EXTRACTED INFORMATION Block Start
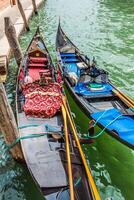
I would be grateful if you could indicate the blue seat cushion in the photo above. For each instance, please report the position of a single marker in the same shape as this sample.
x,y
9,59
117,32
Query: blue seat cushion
x,y
124,125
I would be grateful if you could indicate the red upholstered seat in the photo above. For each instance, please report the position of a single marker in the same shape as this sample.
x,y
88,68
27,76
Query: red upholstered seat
x,y
38,60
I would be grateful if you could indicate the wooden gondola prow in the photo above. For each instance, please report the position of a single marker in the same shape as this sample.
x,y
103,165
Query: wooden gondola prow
x,y
87,170
68,155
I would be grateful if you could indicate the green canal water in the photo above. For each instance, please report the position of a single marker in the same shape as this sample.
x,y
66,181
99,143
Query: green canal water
x,y
100,28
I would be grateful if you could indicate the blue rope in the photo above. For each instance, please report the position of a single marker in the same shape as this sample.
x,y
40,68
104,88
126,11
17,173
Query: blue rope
x,y
102,131
99,118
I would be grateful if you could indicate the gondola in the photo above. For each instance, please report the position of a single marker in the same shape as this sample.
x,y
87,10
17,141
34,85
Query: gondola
x,y
98,98
49,141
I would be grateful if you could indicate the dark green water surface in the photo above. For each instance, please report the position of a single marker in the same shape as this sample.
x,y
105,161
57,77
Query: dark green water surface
x,y
100,28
EXTRACTED INFORMATION Block End
**WORK TO COMPLETE**
Word for word, print out all of the records above; pass over the pictures.

**EXERCISE SOLUTION**
I would be grateful if you could indicate the blue seat cushion in the photo above. For each instance, please report the position of a single marker in the same shape as this sample.
x,y
9,59
117,32
Query: blue seat cushion
x,y
124,125
I would be grateful if you could indicate the red upholstered seat in the photo above. For each instance, please report the position of a single marker in the same shape as this sample.
x,y
88,68
27,76
Query: red upholstered seat
x,y
38,60
I would be grateful if you could indicate the wooden gondola prow in the photo above. For each instance, please report the position of a single marker in the same shape as this sample.
x,y
103,165
Query: wooden gondola prow
x,y
87,170
68,155
I would be grateful if you could indicate the green canal water in the photo above. For each instance, please report the position of a single marker in the same shape as this sample.
x,y
66,181
99,143
Query: green canal water
x,y
100,28
I would be grateful if you could indicate the blue rope in the photo above. For each instance, please report the position of a single marker in the same shape as this sample.
x,y
40,68
104,88
126,11
17,173
Query: blue rope
x,y
102,131
99,118
I would be grateful if you could indicate the gondola in the photo above. For each instance, please report the position of a single marker in the same shape as this sample.
x,y
87,10
17,141
34,85
Query: gondola
x,y
98,98
49,141
I would be grateful if you could indicate the dark green water surface in the photo above. For each instance, please report the position of a single marker in the same shape as this sample.
x,y
105,161
57,77
Query: dark green water surface
x,y
100,28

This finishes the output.